Objective: Print every one of the following items again word for word, keeping each line unchanged.

-- Begin --

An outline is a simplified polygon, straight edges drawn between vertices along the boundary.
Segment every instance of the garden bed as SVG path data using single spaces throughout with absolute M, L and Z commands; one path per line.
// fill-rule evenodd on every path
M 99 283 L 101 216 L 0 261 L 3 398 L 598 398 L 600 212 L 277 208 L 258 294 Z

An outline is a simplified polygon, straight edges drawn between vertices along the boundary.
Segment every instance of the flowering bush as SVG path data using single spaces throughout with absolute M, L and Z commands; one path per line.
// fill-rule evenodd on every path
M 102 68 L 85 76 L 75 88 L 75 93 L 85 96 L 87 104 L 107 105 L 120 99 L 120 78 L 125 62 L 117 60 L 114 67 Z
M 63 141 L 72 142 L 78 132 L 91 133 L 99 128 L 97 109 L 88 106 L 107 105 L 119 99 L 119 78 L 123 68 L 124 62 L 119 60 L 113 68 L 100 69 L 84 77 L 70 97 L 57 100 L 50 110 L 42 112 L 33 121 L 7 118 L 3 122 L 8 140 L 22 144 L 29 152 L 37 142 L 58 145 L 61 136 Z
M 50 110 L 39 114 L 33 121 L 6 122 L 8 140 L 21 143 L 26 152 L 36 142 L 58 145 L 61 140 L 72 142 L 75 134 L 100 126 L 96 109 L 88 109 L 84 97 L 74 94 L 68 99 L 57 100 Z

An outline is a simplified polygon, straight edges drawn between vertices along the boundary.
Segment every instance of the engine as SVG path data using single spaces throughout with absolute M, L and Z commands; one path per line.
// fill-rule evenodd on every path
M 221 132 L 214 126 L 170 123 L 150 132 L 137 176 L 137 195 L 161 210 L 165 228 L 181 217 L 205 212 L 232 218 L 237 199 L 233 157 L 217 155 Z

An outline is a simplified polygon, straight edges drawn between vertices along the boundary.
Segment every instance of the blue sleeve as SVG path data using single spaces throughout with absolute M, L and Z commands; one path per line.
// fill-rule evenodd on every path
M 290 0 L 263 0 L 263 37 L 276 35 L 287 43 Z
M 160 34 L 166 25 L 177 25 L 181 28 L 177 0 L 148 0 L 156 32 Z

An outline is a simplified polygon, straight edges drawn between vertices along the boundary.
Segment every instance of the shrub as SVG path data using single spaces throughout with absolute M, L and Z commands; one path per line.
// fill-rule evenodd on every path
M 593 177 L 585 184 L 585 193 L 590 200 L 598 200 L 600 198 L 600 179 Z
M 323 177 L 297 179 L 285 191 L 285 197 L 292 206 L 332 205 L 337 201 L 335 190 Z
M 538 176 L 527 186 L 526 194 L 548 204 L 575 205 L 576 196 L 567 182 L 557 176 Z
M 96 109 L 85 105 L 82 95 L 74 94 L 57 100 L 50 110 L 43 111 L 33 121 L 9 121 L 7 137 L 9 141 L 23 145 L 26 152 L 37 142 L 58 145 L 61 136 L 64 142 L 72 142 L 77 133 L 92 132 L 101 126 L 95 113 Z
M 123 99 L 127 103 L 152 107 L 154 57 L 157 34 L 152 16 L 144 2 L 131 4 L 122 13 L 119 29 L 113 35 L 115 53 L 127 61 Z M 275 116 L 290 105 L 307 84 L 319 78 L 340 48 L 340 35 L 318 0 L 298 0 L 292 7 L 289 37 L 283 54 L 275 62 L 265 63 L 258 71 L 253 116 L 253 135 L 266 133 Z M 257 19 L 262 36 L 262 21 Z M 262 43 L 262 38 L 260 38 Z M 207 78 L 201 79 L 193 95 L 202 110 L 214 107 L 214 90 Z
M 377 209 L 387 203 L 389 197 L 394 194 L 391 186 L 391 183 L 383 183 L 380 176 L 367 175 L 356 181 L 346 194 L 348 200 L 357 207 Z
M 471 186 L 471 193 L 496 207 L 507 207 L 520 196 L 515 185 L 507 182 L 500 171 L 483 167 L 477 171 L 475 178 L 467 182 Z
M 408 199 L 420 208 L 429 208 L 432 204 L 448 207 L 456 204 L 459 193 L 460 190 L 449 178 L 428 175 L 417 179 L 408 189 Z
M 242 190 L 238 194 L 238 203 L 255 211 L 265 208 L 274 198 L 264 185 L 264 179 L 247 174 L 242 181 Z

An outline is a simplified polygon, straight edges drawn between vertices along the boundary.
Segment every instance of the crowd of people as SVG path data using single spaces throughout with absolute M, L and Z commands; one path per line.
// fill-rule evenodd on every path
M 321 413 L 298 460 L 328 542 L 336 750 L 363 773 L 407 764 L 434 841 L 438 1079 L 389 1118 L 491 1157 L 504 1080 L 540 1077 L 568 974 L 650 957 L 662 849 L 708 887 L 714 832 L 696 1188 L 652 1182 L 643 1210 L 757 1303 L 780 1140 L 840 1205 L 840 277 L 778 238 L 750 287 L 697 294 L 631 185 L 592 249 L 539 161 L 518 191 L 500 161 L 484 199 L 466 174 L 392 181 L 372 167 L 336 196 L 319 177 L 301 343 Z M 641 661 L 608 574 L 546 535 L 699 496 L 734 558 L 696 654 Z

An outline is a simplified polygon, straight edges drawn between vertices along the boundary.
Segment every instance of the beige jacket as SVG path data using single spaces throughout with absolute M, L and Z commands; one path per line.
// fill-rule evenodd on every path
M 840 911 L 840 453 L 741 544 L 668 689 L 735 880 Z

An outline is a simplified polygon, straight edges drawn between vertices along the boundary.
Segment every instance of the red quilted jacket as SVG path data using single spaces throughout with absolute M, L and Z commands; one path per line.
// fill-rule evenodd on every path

-- End --

Task output:
An outline is a simplified polygon, straight edges drawn between vertices along the boundary.
Segment every instance of the garden bed as SVG path data using single spaces throughout with absolute M, L and Z commands; one path per line.
// fill-rule evenodd on every path
M 99 283 L 101 216 L 0 261 L 3 398 L 598 398 L 600 212 L 277 208 L 258 294 Z

An outline is a simplified polygon, straight edges drawn between vertices along the boundary.
Segment every instance of the flowering bush as SVG path data using single spaces throughout with absolute M, L and Z commands; one path per line.
// fill-rule evenodd on every path
M 102 68 L 85 76 L 75 88 L 75 93 L 85 96 L 87 104 L 107 105 L 120 99 L 120 78 L 125 62 L 117 60 L 114 67 Z
M 63 141 L 72 142 L 78 132 L 91 133 L 99 128 L 97 109 L 88 106 L 107 105 L 119 99 L 119 78 L 123 68 L 124 62 L 119 60 L 113 68 L 100 69 L 84 77 L 70 97 L 57 100 L 50 110 L 42 112 L 33 121 L 7 118 L 3 122 L 8 140 L 22 144 L 29 152 L 37 142 L 58 145 L 61 136 Z
M 50 110 L 39 114 L 33 121 L 6 122 L 8 140 L 21 143 L 26 152 L 36 142 L 58 145 L 61 140 L 72 142 L 75 134 L 100 126 L 96 109 L 88 109 L 84 97 L 74 94 L 68 99 L 57 100 Z

An outline is a simplified polygon, straight edges drawn between vertices along the boundary.
Segment every instance of the engine as SVG path data using single spaces throughout with absolute M, L and Z commands; one path per line.
// fill-rule evenodd on every path
M 221 132 L 214 126 L 170 123 L 150 132 L 137 176 L 137 195 L 161 210 L 165 228 L 181 217 L 205 212 L 232 218 L 237 199 L 233 157 L 217 155 Z

An outline is a simplified polygon, straight edges drawn between vertices along the boundary.
Segment every instance of the blue sleeve as SVG path data using single spaces throughout with absolute M, L and Z commands; one path per line.
// fill-rule evenodd on every path
M 290 0 L 263 0 L 263 37 L 276 35 L 287 43 Z
M 160 34 L 166 25 L 177 25 L 181 28 L 177 0 L 148 0 L 156 32 Z

An outline is a simplified polygon, straight edges drawn between vertices along the boundary.
Segment every instance of the shrub as SVG path data using single spaces throughout with absolute M, L and Z commands; one path per line.
// fill-rule evenodd on every path
M 593 177 L 585 184 L 585 193 L 590 200 L 598 200 L 600 198 L 600 179 Z
M 323 177 L 297 179 L 285 191 L 285 197 L 292 206 L 332 205 L 337 201 L 335 190 Z
M 538 176 L 527 186 L 526 194 L 548 204 L 575 205 L 576 196 L 567 182 L 557 176 Z
M 96 109 L 85 105 L 82 95 L 74 94 L 57 100 L 50 110 L 43 111 L 33 121 L 9 121 L 7 137 L 9 141 L 23 145 L 26 152 L 37 142 L 58 145 L 61 136 L 64 142 L 72 142 L 77 133 L 92 132 L 101 126 L 95 113 Z
M 123 99 L 127 103 L 152 107 L 154 57 L 157 34 L 152 16 L 144 2 L 131 4 L 122 13 L 119 29 L 113 35 L 115 53 L 127 61 Z M 275 116 L 290 105 L 307 84 L 319 78 L 340 48 L 340 35 L 318 0 L 298 0 L 292 7 L 289 37 L 283 54 L 275 62 L 265 63 L 258 71 L 253 116 L 253 135 L 266 133 Z M 257 19 L 262 36 L 262 21 Z M 262 43 L 262 38 L 260 38 Z M 207 78 L 201 79 L 193 95 L 202 110 L 214 107 L 214 90 Z
M 377 209 L 387 203 L 389 197 L 394 194 L 391 186 L 391 183 L 383 183 L 380 176 L 367 175 L 356 181 L 346 194 L 348 200 L 357 207 Z
M 471 186 L 471 193 L 496 207 L 507 207 L 520 196 L 515 185 L 507 182 L 500 171 L 483 167 L 477 171 L 475 178 L 467 182 Z
M 408 199 L 420 208 L 429 208 L 432 204 L 448 207 L 456 204 L 459 193 L 460 190 L 449 178 L 428 175 L 417 179 L 408 189 Z
M 242 190 L 238 194 L 238 203 L 255 211 L 265 208 L 274 198 L 264 185 L 264 179 L 247 174 L 242 181 Z

An outline is a simplified polygon, straight edges drawn between vertices along the boundary.
Segment every instance of the crowd of people as SVG path data using single spaces throughout with absolute M, L and Z commands; one path per line.
// fill-rule evenodd on every path
M 321 413 L 298 460 L 328 542 L 336 750 L 363 773 L 407 764 L 434 841 L 438 1079 L 389 1118 L 491 1157 L 504 1080 L 540 1077 L 568 974 L 650 957 L 662 849 L 708 887 L 714 832 L 696 1188 L 652 1182 L 643 1210 L 757 1303 L 780 1140 L 840 1205 L 840 277 L 778 238 L 750 287 L 697 294 L 631 185 L 592 249 L 539 161 L 518 191 L 500 161 L 484 199 L 466 174 L 392 181 L 372 167 L 336 196 L 319 177 L 301 343 Z M 641 661 L 608 574 L 546 535 L 699 496 L 734 558 L 696 654 Z

An outline is a simplified polygon, straight edges drawn between vertices along the boundary.
Segment every instance of the beige jacket as SVG path data using single spaces throughout with absolute M, L and Z commands; one path per line.
// fill-rule evenodd on every path
M 840 911 L 840 453 L 741 544 L 668 689 L 735 880 Z

An outline is a simplified polygon, straight edges drawn between vertices along the boundary.
Segment every instance of the red quilted jacket as SVG path data using single spaces throughout with absolute M, L and Z commands; one path per line.
// fill-rule evenodd on every path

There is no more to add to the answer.